> Required work:
When a line of the records below contains the string "integer", copy that whole line.

> Data extract:
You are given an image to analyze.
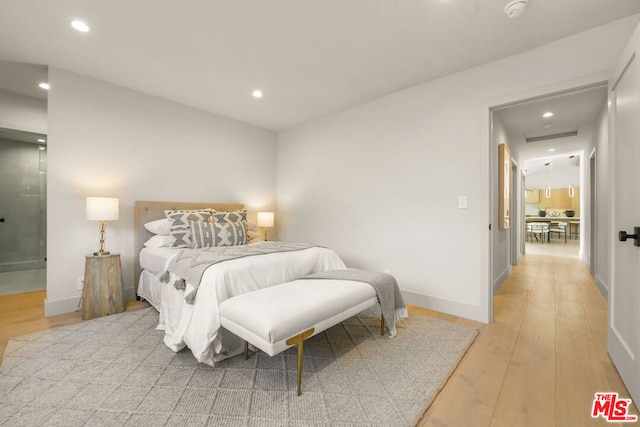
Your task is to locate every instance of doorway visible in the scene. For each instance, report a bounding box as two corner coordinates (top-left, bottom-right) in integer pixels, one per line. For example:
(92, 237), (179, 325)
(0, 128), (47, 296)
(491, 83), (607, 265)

* * *

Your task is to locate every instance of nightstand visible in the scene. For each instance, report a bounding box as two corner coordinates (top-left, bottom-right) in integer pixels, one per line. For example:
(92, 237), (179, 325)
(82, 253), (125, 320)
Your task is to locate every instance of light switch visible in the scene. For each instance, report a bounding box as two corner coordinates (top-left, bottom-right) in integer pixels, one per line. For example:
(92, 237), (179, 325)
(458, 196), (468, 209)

---

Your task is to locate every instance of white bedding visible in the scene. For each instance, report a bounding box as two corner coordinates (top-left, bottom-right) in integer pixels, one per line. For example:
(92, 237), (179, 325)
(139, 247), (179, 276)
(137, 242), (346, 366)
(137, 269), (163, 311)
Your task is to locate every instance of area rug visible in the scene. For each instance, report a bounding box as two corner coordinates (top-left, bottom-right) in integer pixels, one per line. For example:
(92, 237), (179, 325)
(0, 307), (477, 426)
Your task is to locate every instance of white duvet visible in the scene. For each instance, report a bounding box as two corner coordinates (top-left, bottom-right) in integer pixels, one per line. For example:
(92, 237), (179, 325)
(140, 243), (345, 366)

> Your response:
Your task is to locate every instance of doorway visible in the scene. For each instance, report a bounding box as two corner coordinates (top-left, bottom-right) in integer pixels, one per line. For example:
Your task is to locate every instance of nightstand visible in the scene. For each instance, report a bounding box as two corner coordinates (top-left, bottom-right) in integer pixels, one per line. For example:
Your task is to locate every instance of light switch visible in the scene. For each instance, report a bounding box as two corner coordinates (top-left, bottom-right) in integer pixels, one per line. For example:
Your task is to locate every instance of white bedding visible in the scene. For each instance, report a bounding box as two corner coordinates (top-left, bottom-right) in integer pixels, one per line. For example:
Your task is to locate every instance of area rug visible in the scene. For each instance, report a bounding box as two corner coordinates (top-left, bottom-right) in integer pixels, one per line. For example:
Your task is to locate every instance of white duvet visible in the scene. For each instance, report a bounding box as two corner coordinates (top-left, bottom-right) in integer pixels, one per line. For example:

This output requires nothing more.